#### EXERCISE:
Copy out the part of the records below that opens with the line containing "Accessibility screen-reader module — describe where the bed" and runs through the end of the records, keeping every line, requests included. Shift each bounding-box coordinate in the replies by adding 24 to it.

#### STORED ROWS:
========================

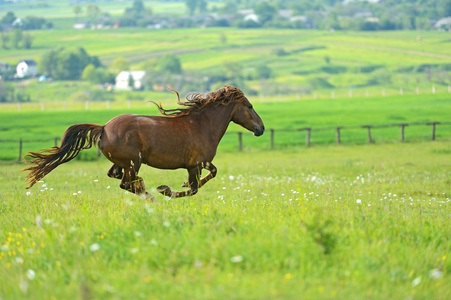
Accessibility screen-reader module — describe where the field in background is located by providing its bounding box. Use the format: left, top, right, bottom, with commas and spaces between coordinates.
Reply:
0, 142, 451, 299
0, 93, 451, 160
0, 28, 451, 102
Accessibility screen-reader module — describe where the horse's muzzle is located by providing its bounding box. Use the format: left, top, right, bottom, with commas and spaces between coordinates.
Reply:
254, 125, 265, 136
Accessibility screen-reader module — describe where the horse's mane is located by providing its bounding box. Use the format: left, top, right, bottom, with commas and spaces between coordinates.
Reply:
153, 85, 245, 117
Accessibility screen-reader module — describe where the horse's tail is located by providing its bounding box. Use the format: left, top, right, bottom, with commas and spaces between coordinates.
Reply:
23, 123, 103, 189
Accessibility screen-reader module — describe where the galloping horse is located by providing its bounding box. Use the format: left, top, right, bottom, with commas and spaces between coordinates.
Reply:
24, 86, 265, 199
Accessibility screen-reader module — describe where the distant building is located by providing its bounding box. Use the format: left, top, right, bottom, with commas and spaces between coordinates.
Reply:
16, 59, 38, 78
434, 17, 451, 30
0, 61, 11, 72
115, 71, 146, 90
73, 21, 91, 29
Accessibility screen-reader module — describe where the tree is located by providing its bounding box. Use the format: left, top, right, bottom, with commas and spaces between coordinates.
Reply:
0, 80, 14, 102
81, 64, 96, 81
109, 56, 130, 74
81, 64, 111, 84
11, 28, 23, 49
86, 4, 100, 23
22, 33, 33, 49
72, 4, 82, 19
185, 0, 197, 15
443, 0, 451, 17
2, 31, 10, 49
39, 48, 99, 80
2, 11, 17, 25
255, 65, 272, 79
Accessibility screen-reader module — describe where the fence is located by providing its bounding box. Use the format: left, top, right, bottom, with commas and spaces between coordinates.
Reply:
0, 122, 451, 161
228, 122, 451, 151
0, 85, 451, 111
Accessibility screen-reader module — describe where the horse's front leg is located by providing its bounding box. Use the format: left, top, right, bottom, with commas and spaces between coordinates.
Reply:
157, 167, 201, 198
182, 161, 218, 188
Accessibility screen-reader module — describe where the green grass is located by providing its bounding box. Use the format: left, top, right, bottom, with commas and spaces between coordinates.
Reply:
0, 28, 451, 101
0, 142, 451, 299
0, 93, 451, 160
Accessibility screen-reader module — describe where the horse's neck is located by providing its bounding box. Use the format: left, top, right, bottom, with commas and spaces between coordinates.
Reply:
198, 104, 234, 144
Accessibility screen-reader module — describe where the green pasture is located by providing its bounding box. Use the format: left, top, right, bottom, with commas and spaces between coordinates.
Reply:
0, 28, 451, 102
2, 0, 186, 29
0, 93, 451, 160
0, 142, 451, 299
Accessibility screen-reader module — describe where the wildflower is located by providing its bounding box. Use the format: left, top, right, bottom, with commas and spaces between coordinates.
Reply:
410, 276, 421, 287
429, 269, 443, 279
230, 255, 243, 263
194, 260, 202, 269
27, 269, 36, 280
89, 243, 100, 252
14, 256, 23, 264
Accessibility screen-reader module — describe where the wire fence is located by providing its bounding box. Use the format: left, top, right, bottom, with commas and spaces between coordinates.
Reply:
0, 122, 451, 161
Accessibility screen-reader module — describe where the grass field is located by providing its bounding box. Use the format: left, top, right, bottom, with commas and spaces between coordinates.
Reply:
0, 94, 451, 160
0, 28, 451, 102
0, 142, 451, 299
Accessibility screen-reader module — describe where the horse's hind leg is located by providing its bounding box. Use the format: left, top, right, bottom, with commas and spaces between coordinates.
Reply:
107, 164, 124, 179
157, 167, 201, 198
119, 165, 156, 201
182, 162, 218, 188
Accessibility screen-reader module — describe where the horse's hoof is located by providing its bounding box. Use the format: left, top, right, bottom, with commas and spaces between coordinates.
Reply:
157, 185, 172, 197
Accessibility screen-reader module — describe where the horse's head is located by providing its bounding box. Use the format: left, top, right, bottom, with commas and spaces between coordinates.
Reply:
232, 97, 265, 136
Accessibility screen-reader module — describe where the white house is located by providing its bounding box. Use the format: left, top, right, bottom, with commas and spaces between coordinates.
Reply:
16, 59, 38, 78
115, 71, 146, 90
434, 17, 451, 30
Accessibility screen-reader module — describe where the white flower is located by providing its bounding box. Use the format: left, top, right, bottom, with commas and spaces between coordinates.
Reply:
89, 243, 100, 252
410, 276, 421, 287
230, 255, 243, 263
27, 269, 36, 280
14, 256, 23, 264
429, 269, 443, 279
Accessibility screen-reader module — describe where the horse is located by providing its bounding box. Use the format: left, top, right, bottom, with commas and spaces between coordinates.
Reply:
23, 86, 265, 200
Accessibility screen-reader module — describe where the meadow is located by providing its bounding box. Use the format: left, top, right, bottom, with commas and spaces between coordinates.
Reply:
0, 28, 451, 102
0, 93, 451, 160
0, 142, 451, 299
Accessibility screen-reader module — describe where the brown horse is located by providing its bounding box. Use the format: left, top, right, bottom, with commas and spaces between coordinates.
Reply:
24, 86, 265, 199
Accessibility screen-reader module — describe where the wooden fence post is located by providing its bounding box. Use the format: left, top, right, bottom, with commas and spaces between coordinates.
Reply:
363, 125, 373, 144
270, 129, 274, 149
18, 138, 22, 161
337, 127, 341, 145
399, 124, 408, 142
428, 122, 439, 141
238, 132, 243, 151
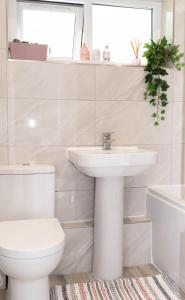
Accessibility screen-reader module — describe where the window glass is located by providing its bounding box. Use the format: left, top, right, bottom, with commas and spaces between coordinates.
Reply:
19, 3, 83, 58
93, 5, 152, 63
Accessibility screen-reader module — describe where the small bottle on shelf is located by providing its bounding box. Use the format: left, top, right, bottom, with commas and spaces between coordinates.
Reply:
103, 45, 110, 62
80, 43, 90, 60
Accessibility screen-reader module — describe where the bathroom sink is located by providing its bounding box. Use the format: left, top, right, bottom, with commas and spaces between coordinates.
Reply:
68, 147, 157, 177
67, 146, 157, 280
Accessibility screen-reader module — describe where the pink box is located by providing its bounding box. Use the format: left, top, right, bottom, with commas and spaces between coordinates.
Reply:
9, 42, 48, 60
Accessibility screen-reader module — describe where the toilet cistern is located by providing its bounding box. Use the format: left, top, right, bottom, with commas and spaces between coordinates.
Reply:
102, 132, 114, 150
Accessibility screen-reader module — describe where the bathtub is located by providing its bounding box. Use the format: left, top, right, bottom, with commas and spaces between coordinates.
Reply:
147, 185, 185, 291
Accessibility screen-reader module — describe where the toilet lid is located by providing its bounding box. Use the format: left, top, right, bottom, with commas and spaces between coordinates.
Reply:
0, 218, 65, 258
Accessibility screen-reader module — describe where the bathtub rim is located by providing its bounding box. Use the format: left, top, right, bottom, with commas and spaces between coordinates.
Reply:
146, 184, 185, 213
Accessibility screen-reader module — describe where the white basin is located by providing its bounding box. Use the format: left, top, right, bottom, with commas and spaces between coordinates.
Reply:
67, 147, 157, 280
68, 147, 157, 177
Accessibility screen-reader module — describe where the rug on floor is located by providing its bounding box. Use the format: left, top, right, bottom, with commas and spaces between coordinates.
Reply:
50, 274, 182, 300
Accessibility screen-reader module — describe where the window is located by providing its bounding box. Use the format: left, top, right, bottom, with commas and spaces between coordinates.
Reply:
15, 0, 162, 63
93, 5, 152, 63
18, 2, 83, 58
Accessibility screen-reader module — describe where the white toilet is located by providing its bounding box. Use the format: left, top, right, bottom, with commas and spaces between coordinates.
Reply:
0, 165, 65, 300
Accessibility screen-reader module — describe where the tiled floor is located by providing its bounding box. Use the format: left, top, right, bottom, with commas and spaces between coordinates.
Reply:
0, 265, 185, 300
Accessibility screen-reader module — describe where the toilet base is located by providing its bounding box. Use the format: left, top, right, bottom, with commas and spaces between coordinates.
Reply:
6, 276, 49, 300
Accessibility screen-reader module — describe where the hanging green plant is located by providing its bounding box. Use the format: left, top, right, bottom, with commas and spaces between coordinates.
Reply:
143, 37, 185, 126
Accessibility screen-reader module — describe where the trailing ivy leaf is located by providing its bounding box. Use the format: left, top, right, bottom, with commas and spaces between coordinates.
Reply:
159, 93, 167, 100
143, 37, 185, 126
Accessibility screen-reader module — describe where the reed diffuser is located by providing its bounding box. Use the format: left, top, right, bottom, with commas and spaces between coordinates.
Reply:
130, 40, 142, 66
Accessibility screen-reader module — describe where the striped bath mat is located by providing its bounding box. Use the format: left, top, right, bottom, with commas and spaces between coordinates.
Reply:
50, 274, 182, 300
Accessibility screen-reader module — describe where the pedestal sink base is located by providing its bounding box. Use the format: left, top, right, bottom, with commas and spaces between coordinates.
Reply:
93, 177, 124, 280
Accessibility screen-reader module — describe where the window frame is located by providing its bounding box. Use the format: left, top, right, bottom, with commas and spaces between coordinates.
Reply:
15, 0, 162, 59
17, 0, 84, 59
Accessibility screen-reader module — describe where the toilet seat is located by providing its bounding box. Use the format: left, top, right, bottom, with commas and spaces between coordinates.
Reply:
0, 218, 65, 259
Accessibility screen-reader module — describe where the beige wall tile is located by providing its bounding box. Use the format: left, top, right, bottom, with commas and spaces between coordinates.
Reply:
171, 144, 185, 184
0, 49, 7, 98
0, 0, 7, 49
125, 145, 171, 187
96, 101, 171, 145
55, 190, 94, 222
123, 223, 152, 267
8, 100, 95, 146
96, 66, 145, 101
0, 99, 7, 146
55, 227, 93, 274
171, 102, 185, 144
0, 147, 9, 165
96, 66, 173, 101
124, 188, 147, 217
8, 61, 95, 100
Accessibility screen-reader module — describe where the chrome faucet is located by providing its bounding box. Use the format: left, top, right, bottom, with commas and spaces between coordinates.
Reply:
102, 132, 114, 150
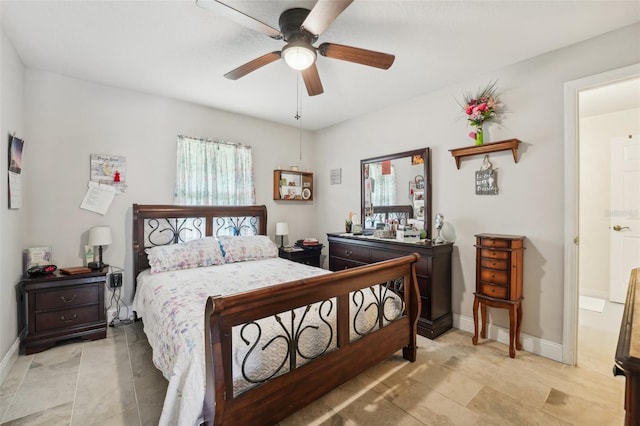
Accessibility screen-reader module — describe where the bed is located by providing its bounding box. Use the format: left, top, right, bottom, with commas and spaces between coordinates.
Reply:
132, 204, 420, 425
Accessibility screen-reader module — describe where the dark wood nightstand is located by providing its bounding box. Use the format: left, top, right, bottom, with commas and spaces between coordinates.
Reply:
17, 271, 107, 354
278, 244, 322, 268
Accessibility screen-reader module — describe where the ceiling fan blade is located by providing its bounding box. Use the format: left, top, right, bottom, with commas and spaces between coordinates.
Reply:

========================

#### ANSWER BELOW:
Accessibility screen-reader module — describe where the bed is located by providing its bounding box. Use the format: left, top, right, bottom, with commas and spaces between coordinates.
Reply:
156, 228, 444, 449
Accessibility screen-reader module — describe where the dark wood nightstand is located by providing its bounding box. Use the format: left, top, right, bottom, with commas and spaces between coordinates.
Reply:
41, 295, 131, 378
302, 268, 346, 292
Accessibility screen-reader module — describe where the ceiling fan blade is located by providing its bounding box. Use the format: left, top, right, bottom, with commas and spaces between coordinates.
Reply:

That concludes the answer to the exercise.